WHAT THIS TASK INVOLVES :: Identify and copy each line of the material that contains the string "white", matching case exactly.

INPUT DATA ::
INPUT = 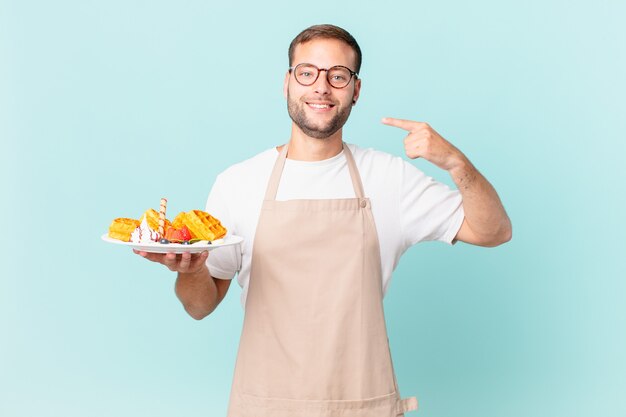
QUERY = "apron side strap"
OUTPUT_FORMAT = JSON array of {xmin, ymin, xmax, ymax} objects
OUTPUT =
[
  {"xmin": 397, "ymin": 397, "xmax": 417, "ymax": 415},
  {"xmin": 343, "ymin": 142, "xmax": 365, "ymax": 198},
  {"xmin": 265, "ymin": 143, "xmax": 289, "ymax": 200}
]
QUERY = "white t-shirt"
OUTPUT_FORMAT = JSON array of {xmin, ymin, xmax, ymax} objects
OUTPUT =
[{"xmin": 206, "ymin": 144, "xmax": 464, "ymax": 306}]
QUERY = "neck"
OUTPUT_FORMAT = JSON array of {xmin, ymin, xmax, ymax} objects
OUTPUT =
[{"xmin": 278, "ymin": 124, "xmax": 343, "ymax": 161}]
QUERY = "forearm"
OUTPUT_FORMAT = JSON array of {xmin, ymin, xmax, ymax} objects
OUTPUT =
[
  {"xmin": 448, "ymin": 156, "xmax": 512, "ymax": 246},
  {"xmin": 175, "ymin": 265, "xmax": 223, "ymax": 320}
]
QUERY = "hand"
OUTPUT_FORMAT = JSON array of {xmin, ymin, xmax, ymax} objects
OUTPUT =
[
  {"xmin": 382, "ymin": 117, "xmax": 465, "ymax": 171},
  {"xmin": 133, "ymin": 249, "xmax": 209, "ymax": 273}
]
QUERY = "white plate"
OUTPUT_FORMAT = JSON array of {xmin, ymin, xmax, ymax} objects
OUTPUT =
[{"xmin": 102, "ymin": 233, "xmax": 243, "ymax": 253}]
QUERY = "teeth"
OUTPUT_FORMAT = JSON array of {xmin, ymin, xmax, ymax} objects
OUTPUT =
[{"xmin": 309, "ymin": 103, "xmax": 330, "ymax": 109}]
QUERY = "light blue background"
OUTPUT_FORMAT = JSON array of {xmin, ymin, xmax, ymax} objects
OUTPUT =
[{"xmin": 0, "ymin": 0, "xmax": 626, "ymax": 417}]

RESULT ::
QUERY = "white t-shirt"
QUERY = "white plate"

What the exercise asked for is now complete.